**SOURCE:**
** Begin **

The first such enclosures date from the late 38th century BC and after a few experiments with different shapes, areas and numbers of concentric ditches and banks, a standard form begins to emerge and many are built during the next eight generations or so, to the point that it almost seems that no self-respecting Neolithic community in southern Britain lacks one. By the late 36th century BC, the cursus monument begins to take over; perhaps, the authors speculate, because of a desire for something new after some 200 years or more of constructing what was already an ancient architectural form when it was originally introduced to Britain and Ireland from the near Continent.
There is much more, including the dating of such core Neolithic artefacts as bowl pottery (carinated, decorated and plain), polished axes and leaf arrowheads, correlating the beginning and end of artefact types and monument types to identify periods of innovation, and much analysis of the rather different scenarios in Ireland and Scotland, as well as the much earlier Neolithic transition on the other side of the Channel.
That is also one of the themes of a new book by Fellow Chris Scarre on the Landscapes of Neolithic Brittany (ISBN 9780199281626; Oxford University Press), which, while it does indeed focus on the rather special monuments of Brittany the megalithic chambered tombs, the decorated standing stones and the stone rows for which the region is famous does so by setting Brittany in the context of western Europe as a whole, presenting to an English-speaking readership for the first time the results of recent studies published mainly in French. As such, the book serves as an excellent summary of our current state of knowledge about the character and spread of Neolithic material and practices in the 2,000 years before they finally made the short hop across the Channel. Core to Chris Scarres work is an examination of the question whether Brittanys remarkable modified and manipulated landscapes are a manifestation of new beliefs associated with newly established farming communities, or whether they represent far older Mesolithic beliefs about the landscape, albeit expressed in new ways and in either case, whether we can recover any of those beliefs so as to be able to see this stony landscape with the same eyes and thoughts as those who built these monuments.

** End **

**TASKS TO COMPLETE:**
1. Write out the passage on Neolithic Britain and Brittany from "The first such" up to and including "the near Continent.", keeping every word and punctuation mark unchanged.
2. Count the lines of the records that contain the string "building", treating uppercase and lowercase as different, and reply with only the number.

**DATASET ENTRIES:**
** Begin **

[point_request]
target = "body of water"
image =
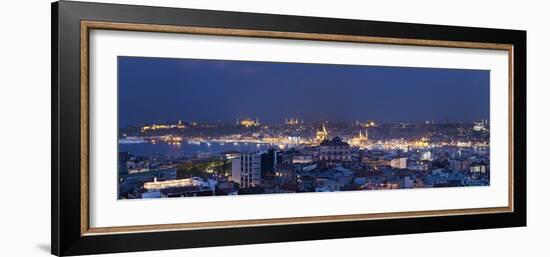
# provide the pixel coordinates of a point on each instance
(187, 149)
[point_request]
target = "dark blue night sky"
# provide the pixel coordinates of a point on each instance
(155, 90)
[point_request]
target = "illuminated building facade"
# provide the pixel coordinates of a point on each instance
(249, 122)
(322, 133)
(334, 150)
(360, 140)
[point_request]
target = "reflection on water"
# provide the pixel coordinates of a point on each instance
(189, 149)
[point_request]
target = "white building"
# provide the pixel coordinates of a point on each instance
(399, 163)
(246, 169)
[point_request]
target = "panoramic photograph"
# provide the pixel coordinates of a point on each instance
(196, 127)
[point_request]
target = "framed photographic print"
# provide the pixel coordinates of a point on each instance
(177, 128)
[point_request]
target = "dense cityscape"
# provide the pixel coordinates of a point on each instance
(181, 159)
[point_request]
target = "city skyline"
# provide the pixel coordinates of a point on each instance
(157, 90)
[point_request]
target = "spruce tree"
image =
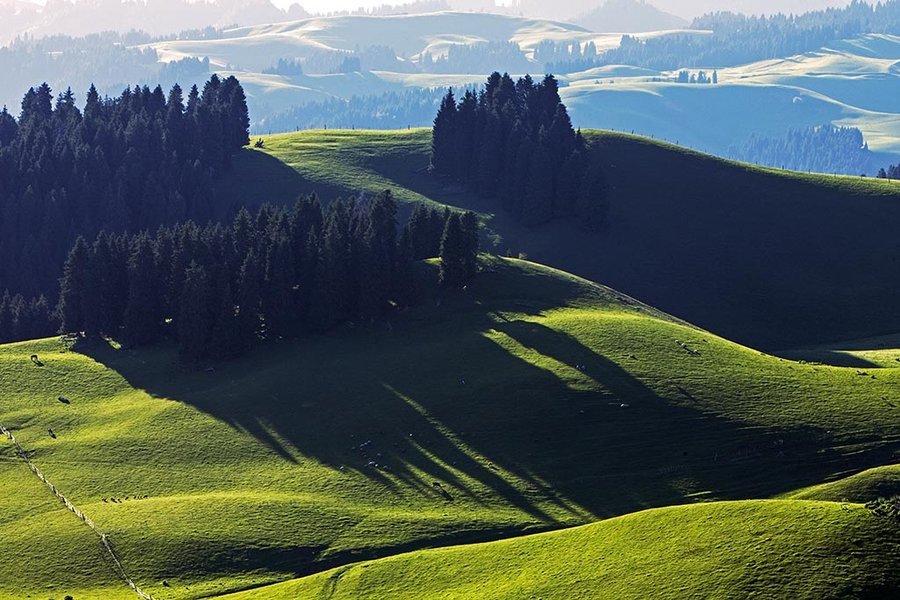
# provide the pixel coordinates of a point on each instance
(469, 225)
(142, 315)
(453, 254)
(444, 137)
(73, 286)
(225, 338)
(249, 300)
(537, 205)
(280, 288)
(195, 320)
(593, 201)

** End **

**RESPONSE LIST:**
1.
The first such enclosures date from the late 38th century BC and after a few experiments with different shapes, areas and numbers of concentric ditches and banks, a standard form begins to emerge and many are built during the next eight generations or so, to the point that it almost seems that no self-respecting Neolithic community in southern Britain lacks one. By the late 36th century BC, the cursus monument begins to take over; perhaps, the authors speculate, because of a desire for something new after some 200 years or more of constructing what was already an ancient architectural form when it was originally introduced to Britain and Ireland from the near Continent.

2. 2